READING TEXT:
____________________

Books,  Faith,  O, Humanity!,  Reading,  The Bible

Jayber Crow: The Value of a Small Life

Intrigued by the words “the value of a small life,” which I heard on a podcast in January, those words refer to this book.

Jayber Crow : The Life Story of Jayber Crow, Barber of Port William Membership, as Written by Himself (published 2000) is actually a novel written by Wendell Berry as if it is a memoir written by the character the author created.

Timely and timeless, Jayber’s story transported me to an unfamiliar setting, a bygone time, and describes people I know. Including myself.

An excerpt:

“If you could do it, I suppose it would be a good idea to live your life in a straight line––starting say, in the Dark Wood of Error, and proceeding by logical steps through Hell and Purgatory and into Heaven. Or you could take the King’s Highway past appropriately named dangers, toils and snares, and finally cross the River of Death and enter the Celestial City. But that is not the way I have done it, so far. I am a pilgrim, but my pilgrimage has been wandering and unmarked. Often what has looked like a straight line to me has been circling or a doubling back. I have been in the Dark Wood of Error any number of times. I have known something of Purgatory, and Heaven, but not always in that order. The names of many snares and dangers have been made known to me, but I have seen them only in looking back. Often I have not known where I was going until I was already there. I have had my share of desires and goals, but my life has come to me or I have gone to it mainly by way of mistakes and surprises. Often I have received better than I have deserved. Often my fairest hopes rested on bad mistakes. I am an ignorant pilgrim, crossing a dark valley. And yet, for a long time, looking back, I have been unable to shake off the feeling that I have been led––make of that what you will.

____________________

DATA EXCERPTS:
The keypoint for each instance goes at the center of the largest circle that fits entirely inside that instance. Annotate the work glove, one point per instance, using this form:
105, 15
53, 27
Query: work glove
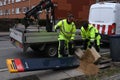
57, 29
86, 40
91, 44
71, 42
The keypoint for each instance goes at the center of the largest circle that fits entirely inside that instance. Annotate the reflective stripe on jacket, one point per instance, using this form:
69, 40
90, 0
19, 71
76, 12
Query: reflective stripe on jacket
91, 33
67, 31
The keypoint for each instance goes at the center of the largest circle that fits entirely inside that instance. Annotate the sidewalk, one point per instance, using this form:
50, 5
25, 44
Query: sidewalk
41, 75
4, 33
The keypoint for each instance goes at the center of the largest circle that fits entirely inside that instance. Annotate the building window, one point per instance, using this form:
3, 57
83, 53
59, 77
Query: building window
12, 1
13, 11
0, 3
17, 11
4, 3
18, 0
9, 11
8, 1
25, 9
1, 12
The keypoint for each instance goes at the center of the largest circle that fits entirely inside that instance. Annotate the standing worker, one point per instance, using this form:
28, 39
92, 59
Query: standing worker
66, 36
90, 36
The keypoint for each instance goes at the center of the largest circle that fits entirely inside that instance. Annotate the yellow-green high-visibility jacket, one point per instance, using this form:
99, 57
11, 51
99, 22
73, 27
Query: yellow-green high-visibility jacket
91, 33
67, 31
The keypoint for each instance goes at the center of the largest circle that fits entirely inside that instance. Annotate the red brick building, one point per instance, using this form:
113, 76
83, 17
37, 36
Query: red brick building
17, 8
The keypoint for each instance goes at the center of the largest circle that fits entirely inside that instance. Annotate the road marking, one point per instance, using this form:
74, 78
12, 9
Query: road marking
7, 48
2, 70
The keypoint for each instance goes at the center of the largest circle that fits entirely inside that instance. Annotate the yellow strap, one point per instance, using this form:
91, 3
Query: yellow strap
11, 66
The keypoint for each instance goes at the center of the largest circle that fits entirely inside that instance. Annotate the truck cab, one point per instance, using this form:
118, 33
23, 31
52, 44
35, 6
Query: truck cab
38, 38
105, 17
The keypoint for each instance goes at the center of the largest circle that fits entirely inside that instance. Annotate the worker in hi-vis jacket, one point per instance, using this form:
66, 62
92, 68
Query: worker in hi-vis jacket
90, 36
66, 36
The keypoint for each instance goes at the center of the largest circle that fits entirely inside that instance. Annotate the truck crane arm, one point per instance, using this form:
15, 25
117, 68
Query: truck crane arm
44, 4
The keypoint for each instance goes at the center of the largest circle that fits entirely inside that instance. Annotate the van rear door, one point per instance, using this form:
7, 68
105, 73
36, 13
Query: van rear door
103, 18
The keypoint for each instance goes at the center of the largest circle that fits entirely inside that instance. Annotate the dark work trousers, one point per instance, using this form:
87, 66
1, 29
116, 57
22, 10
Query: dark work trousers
85, 44
63, 48
97, 47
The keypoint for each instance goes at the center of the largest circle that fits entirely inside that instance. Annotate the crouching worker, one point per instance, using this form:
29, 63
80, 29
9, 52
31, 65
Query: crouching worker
90, 36
66, 36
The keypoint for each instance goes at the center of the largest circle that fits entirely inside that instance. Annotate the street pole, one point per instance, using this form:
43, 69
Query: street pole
97, 1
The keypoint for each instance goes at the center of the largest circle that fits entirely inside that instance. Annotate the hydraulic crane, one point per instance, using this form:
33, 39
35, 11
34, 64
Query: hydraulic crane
34, 12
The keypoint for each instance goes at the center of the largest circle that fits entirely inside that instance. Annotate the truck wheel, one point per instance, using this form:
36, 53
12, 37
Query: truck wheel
51, 50
35, 48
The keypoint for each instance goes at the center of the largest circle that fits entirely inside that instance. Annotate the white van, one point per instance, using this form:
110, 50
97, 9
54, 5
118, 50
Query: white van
105, 16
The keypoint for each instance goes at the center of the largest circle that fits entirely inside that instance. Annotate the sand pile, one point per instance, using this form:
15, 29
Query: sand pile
89, 57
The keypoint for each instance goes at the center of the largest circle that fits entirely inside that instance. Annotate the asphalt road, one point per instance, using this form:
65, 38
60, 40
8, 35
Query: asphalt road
7, 50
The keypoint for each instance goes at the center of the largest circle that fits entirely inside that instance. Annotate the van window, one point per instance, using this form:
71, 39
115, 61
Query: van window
101, 15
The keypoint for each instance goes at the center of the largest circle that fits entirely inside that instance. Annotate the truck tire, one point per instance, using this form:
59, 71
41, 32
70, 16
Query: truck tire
36, 48
51, 50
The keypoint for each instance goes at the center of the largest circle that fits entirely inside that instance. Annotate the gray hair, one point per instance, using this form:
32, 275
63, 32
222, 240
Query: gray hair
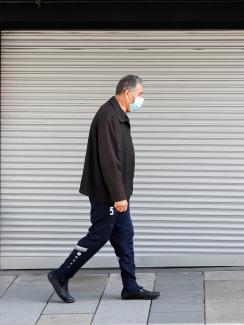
128, 82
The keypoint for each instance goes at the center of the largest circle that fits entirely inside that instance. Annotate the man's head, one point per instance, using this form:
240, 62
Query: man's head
129, 92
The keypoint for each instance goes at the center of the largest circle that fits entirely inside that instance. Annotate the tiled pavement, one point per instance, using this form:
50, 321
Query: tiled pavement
211, 296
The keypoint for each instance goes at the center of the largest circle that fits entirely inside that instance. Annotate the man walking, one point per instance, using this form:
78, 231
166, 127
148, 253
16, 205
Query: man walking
107, 180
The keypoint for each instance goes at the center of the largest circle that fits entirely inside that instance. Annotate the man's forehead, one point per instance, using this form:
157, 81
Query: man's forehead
139, 88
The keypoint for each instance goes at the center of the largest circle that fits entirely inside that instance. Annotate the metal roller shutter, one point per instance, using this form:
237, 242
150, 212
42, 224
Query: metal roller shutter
188, 202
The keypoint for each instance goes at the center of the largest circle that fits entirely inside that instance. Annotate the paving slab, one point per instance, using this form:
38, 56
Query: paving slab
224, 301
222, 290
5, 281
64, 319
116, 311
86, 289
24, 300
225, 312
181, 299
224, 275
176, 318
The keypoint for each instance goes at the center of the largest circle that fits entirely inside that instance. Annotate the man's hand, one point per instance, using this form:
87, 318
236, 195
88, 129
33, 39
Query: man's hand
121, 206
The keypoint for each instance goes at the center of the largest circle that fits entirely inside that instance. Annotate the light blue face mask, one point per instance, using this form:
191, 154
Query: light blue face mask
136, 104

____________________

TASKS FOR THIS EXERCISE:
A) Name, in order, the places that the first sentence of the excerpt in the post on Jayber Crow lists as stages of a life lived in a straight line.
B) According to the post on Jayber Crow, in what year was the novel published?
C) Continue the post on Jayber Crow from the point at which it stops.

THE RESULTS:
A) Dark Wood of Error, Hell, Purgatory, Heaven

B) 2000

C)
First paragraph, Chapter 12

Clearly, the author Wendell Berry alludes to John Bunyan’s Pilgrim’s Progress (published 1678), cited as the first novel published in English (1681), a classic allegory of the journey through life as Pilgrim, burdened and distracted, makes his way to the Celestial City.

Pilgrim represents “Everyman.”

Children’s version

Bunyan’s influence through Pilgrim’s Progress on other writers continues to expand. [1]

Words and ideas that came from Pilgrim’s Progress include “Vanity Fair,” “the Giant Despair,” “Slough of Despond,” and characters “Obstinate,” “Pliable,” “Formalist,” as well as “Help,””Faithful,” and “Hopeful” encounter Pilgrim on his journey.

“Mistakes and Surprises”

Identifying with Jayber’s words, I look back on my life and also feel I have been led.

Led to learn. To learn about myself, about others, and to learn from others in order to see beyond the illusions and deceptions the world manufactures.

“I hardly knew what I knew, let alone what I was going to learn,” Jayber says.

Orphaned at age three, raised by a loving couple until he was ten, Jayber gets sent to an orphanage where in time, he “received the call.” Next, college to train to be a minister.

There, his professors preached certainty with no room for doubts.

Honest questions ended that part of Jayber’s journey.

Only one of his many professors, the one Jayber feared because he was afraid Dr. Ardmire would tell him the truth, that old professor listened and understood Jayber’s doubts.

“I reckon what it all comes down to is, how can I preach if I don’t have any answers? . . . I had this feeling maybe I had been called.”

“And you may have been right. But not to what you thought. Not to what you think. You may have been given questions which you cannot be given answers. You will have to live them out––perhaps a little at a time.”

“And how long is that going to take?”

“I don’t know. As long as you live, perhaps.”

“That could be a long time.”

“I will tell you a further mystery,” he said. “It may take longer.”

Jayber Crow, chapter 6

Educated at Bible college, Jayber had learned to think, to question, to process, and at last, from a truthful and kind professor, given “permission” to leave.

God wastes nothing in our lives. Life is the best teacher.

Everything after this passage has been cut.